## Recorded data:
#####

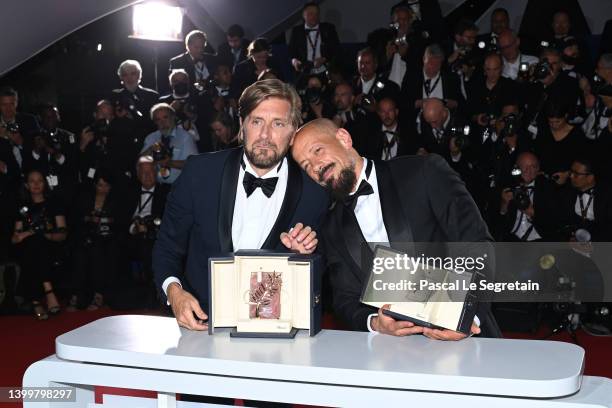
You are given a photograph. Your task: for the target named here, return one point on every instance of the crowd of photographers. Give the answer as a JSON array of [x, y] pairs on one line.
[[529, 134]]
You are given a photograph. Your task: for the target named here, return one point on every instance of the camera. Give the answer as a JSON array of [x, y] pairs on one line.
[[369, 100], [11, 127], [461, 135], [160, 151], [511, 124], [37, 223], [152, 225], [520, 192], [100, 229], [541, 70]]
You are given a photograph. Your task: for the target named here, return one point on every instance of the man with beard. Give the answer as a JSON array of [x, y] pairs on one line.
[[243, 198], [407, 199]]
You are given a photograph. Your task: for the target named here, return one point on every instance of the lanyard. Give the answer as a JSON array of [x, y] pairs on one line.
[[141, 205], [429, 89], [584, 210], [313, 44]]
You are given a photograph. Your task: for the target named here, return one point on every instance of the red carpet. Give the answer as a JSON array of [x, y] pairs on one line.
[[25, 340]]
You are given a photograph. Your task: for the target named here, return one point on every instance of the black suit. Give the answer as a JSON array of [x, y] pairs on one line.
[[422, 200], [184, 61], [225, 55], [199, 214], [374, 144], [412, 91], [330, 44], [544, 205], [601, 227], [244, 75]]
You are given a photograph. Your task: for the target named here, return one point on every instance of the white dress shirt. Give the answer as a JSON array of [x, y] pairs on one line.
[[366, 86], [588, 200], [436, 90], [511, 69], [254, 216], [315, 38], [389, 137], [522, 224]]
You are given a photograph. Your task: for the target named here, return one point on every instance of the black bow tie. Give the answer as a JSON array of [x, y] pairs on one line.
[[364, 188], [251, 183]]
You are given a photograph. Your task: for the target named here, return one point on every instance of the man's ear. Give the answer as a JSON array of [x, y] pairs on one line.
[[344, 138]]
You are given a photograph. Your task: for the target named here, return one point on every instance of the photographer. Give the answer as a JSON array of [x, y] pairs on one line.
[[313, 45], [516, 64], [111, 143], [368, 86], [193, 106], [97, 230], [558, 142], [145, 208], [11, 119], [500, 22], [465, 57], [224, 132], [40, 224], [66, 143], [587, 204], [446, 133], [526, 209], [314, 104], [234, 50], [259, 60], [598, 99], [170, 145], [429, 82], [133, 99], [390, 139], [198, 61]]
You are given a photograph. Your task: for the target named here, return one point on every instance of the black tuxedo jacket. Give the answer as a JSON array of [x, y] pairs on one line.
[[601, 227], [225, 56], [544, 205], [328, 37], [157, 206], [390, 89], [422, 200], [412, 88], [197, 223], [373, 145], [184, 61], [244, 75]]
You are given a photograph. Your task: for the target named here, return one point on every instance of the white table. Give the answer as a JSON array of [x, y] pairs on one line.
[[334, 368]]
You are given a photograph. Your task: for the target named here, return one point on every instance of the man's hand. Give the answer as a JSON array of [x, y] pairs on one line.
[[448, 335], [184, 306], [387, 325], [300, 239], [319, 61], [297, 64]]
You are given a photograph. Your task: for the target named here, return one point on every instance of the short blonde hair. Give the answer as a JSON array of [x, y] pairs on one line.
[[255, 94]]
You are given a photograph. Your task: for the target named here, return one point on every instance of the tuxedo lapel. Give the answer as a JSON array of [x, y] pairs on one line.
[[394, 218], [227, 200], [290, 202]]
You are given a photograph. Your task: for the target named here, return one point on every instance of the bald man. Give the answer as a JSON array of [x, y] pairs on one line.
[[509, 43], [533, 222], [407, 199]]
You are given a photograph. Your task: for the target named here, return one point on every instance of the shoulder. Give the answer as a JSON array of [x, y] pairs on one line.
[[178, 58]]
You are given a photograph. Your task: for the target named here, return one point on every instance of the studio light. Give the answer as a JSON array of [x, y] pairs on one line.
[[157, 21]]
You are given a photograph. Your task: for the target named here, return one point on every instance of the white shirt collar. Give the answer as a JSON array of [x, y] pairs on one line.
[[272, 173]]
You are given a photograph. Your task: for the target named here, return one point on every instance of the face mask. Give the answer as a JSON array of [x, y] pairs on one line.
[[570, 60], [181, 89]]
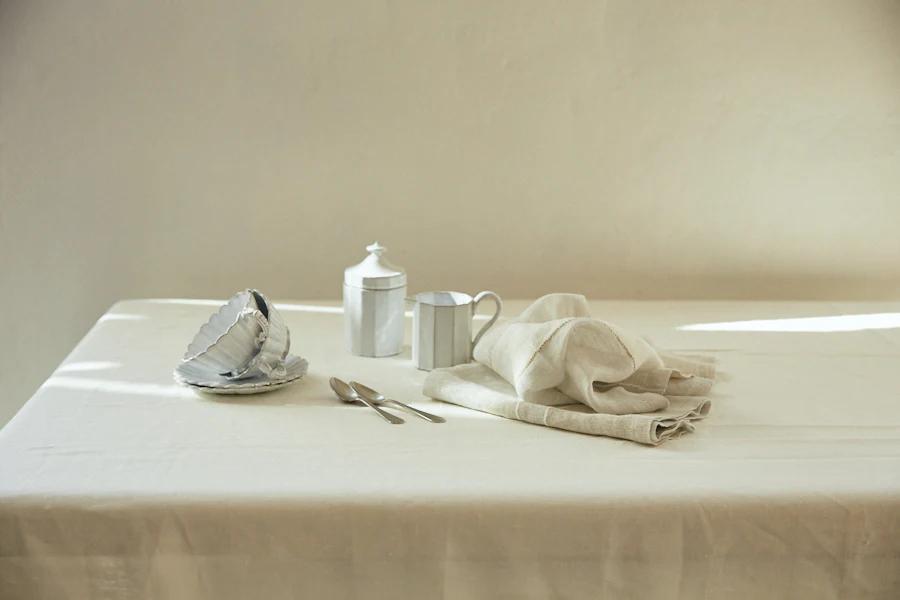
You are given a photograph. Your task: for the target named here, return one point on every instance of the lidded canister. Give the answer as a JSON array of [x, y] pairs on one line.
[[374, 304]]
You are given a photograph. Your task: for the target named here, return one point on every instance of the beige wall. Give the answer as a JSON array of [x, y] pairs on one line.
[[646, 149]]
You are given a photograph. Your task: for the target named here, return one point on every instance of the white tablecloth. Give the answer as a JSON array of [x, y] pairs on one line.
[[117, 483]]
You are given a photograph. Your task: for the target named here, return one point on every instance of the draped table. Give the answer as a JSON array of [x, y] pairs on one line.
[[115, 482]]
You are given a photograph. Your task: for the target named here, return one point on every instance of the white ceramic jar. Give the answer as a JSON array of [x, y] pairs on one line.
[[374, 304]]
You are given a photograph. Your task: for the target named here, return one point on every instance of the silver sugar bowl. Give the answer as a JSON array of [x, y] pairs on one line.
[[374, 304]]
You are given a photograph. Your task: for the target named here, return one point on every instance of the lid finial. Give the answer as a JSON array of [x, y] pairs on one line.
[[376, 249]]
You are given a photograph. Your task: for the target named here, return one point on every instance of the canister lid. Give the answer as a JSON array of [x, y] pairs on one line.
[[375, 272]]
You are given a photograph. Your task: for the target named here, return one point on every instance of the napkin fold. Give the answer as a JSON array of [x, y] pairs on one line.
[[554, 365]]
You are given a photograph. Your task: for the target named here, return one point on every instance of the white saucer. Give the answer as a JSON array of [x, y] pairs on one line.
[[204, 381]]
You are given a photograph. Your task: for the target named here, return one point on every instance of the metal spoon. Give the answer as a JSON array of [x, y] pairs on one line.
[[346, 393], [374, 397]]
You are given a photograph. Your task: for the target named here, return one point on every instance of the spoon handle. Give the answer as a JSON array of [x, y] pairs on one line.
[[392, 419], [415, 411]]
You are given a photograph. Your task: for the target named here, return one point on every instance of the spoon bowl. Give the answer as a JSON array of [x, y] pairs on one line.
[[348, 395], [377, 398]]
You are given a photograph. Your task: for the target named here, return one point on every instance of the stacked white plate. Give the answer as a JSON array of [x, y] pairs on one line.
[[242, 349]]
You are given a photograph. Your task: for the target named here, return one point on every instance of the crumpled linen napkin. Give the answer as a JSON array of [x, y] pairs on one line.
[[554, 365]]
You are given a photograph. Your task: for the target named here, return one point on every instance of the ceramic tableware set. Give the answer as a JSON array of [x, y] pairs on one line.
[[243, 348]]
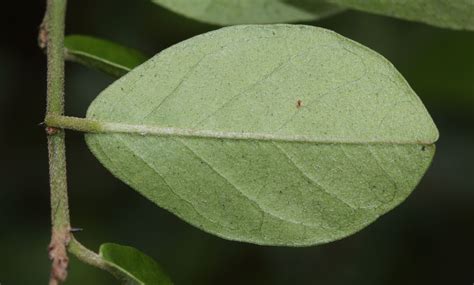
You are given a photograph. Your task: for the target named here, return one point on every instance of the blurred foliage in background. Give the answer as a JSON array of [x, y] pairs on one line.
[[429, 239]]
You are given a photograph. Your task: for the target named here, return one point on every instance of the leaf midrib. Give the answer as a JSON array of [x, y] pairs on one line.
[[100, 127]]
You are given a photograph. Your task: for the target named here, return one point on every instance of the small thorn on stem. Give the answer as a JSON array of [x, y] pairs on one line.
[[75, 230], [43, 36], [51, 131]]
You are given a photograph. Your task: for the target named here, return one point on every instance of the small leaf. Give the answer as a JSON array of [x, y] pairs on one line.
[[277, 135], [106, 56], [231, 12], [456, 14], [141, 268]]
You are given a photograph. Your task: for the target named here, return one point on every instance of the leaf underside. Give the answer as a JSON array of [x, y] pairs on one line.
[[103, 55], [231, 12], [365, 138], [456, 14], [141, 269]]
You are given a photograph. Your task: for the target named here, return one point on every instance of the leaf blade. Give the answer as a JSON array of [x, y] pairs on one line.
[[104, 55], [141, 268], [231, 12], [282, 80]]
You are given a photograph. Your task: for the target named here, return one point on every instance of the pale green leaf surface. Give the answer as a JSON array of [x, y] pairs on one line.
[[104, 55], [456, 14], [230, 12], [279, 135], [141, 269]]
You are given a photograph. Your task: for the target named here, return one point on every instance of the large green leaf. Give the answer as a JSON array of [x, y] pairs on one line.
[[279, 135], [456, 14], [229, 12], [103, 55], [141, 269]]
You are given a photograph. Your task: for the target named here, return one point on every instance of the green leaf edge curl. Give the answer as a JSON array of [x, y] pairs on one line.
[[146, 272], [103, 55], [453, 14]]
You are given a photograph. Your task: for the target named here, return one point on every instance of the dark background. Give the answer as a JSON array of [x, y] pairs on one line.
[[429, 239]]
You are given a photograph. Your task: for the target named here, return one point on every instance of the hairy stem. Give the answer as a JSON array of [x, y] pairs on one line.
[[54, 33], [89, 257], [52, 37]]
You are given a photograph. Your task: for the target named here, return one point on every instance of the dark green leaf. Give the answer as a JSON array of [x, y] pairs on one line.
[[279, 135], [103, 55], [141, 268], [230, 12], [456, 14]]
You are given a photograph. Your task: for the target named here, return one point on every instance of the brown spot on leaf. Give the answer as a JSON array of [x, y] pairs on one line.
[[299, 104], [51, 131]]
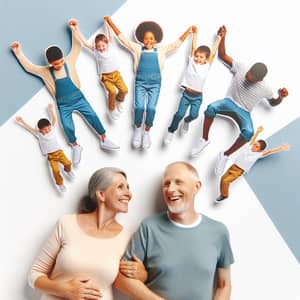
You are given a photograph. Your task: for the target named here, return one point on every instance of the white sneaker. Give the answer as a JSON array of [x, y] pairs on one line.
[[113, 114], [62, 188], [107, 144], [137, 137], [184, 128], [168, 138], [146, 140], [201, 144], [120, 106], [221, 164], [76, 155], [71, 174]]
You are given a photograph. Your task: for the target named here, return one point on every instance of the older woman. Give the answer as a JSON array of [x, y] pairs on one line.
[[80, 259]]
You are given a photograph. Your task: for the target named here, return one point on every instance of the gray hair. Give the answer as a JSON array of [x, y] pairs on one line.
[[100, 180]]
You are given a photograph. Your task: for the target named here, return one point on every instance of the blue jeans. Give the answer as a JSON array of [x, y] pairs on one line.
[[228, 108], [143, 91], [186, 100]]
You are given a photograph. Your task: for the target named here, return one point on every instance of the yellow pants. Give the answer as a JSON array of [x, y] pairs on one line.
[[230, 175], [58, 157], [116, 88]]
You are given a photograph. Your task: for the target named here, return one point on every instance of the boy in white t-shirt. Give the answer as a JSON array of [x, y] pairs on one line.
[[244, 162], [50, 146], [193, 82]]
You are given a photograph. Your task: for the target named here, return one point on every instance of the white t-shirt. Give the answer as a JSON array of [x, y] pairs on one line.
[[244, 94], [247, 158], [195, 75], [48, 142], [106, 61]]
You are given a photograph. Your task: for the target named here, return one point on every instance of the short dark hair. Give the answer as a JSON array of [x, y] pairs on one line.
[[263, 144], [203, 49], [53, 53], [259, 71], [101, 37], [146, 27], [43, 123]]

#####

Rescale the records from their start through the line containing "[[141, 205], [429, 89], [584, 210], [313, 44]]", both ends included, and write out every line in that span again, requests included. Multiply each x and y coordinate in the answers by 1.2 and round to a whole number, with halves rounding up. Leave the pictures out.

## Response to this task:
You are given a photograph. Your task: for the target named here, return one point on every instance of the crowd of photographers. Give the answer as a JSON array of [x, y] pairs on one line.
[[635, 161]]
You are given a photograph. Your task: for the target named here, return one point on every instance of the camera. Give the answer as a JSON array of [x, y] pairs on one line.
[[443, 120], [13, 152], [553, 162], [192, 181], [613, 149], [44, 268], [182, 270], [624, 230], [120, 275], [649, 84]]
You are given a photograph. Your task: for the target named here, return one point on every instance of the man with beard. Give the answer as a JSON array of [x, y] pairs on one line.
[[292, 238], [488, 239]]
You are given a photograph. Your task: for the target named here, return one point on every instance of the lanyard. Give the answer as a JSON array of [x, y] pairs on one line.
[[169, 246], [515, 107], [701, 252], [376, 53]]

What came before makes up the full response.